**** Information shown
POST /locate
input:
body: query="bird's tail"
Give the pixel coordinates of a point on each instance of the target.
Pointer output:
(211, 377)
********
**** Information shown
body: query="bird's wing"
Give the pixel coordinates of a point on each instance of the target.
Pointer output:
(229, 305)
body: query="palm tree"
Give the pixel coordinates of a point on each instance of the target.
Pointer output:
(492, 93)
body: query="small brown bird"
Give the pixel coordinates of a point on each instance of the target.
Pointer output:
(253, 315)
********
**** Information shown
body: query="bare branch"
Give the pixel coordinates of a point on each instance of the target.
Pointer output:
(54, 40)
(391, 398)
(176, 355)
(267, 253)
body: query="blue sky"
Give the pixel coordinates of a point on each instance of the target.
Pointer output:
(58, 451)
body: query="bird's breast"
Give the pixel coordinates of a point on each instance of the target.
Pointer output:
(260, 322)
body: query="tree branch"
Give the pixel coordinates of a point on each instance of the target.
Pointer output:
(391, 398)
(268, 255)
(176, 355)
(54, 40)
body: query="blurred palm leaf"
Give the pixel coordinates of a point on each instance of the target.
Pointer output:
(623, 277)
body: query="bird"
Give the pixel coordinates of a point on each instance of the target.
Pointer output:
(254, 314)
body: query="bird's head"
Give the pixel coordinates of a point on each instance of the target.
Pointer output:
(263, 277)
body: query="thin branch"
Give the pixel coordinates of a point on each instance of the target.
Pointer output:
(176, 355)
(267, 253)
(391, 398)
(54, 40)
********
■ Task requirements: Gather every line of the rows above that contains the string "bird", and copy each one in full. Matching is case-sensitive.

■ Reply to the exercise:
body: query="bird's tail"
body: query="bird's wing"
body: query="small brown bird"
body: query="bird's breast"
body: query="bird"
body: query="bird's head"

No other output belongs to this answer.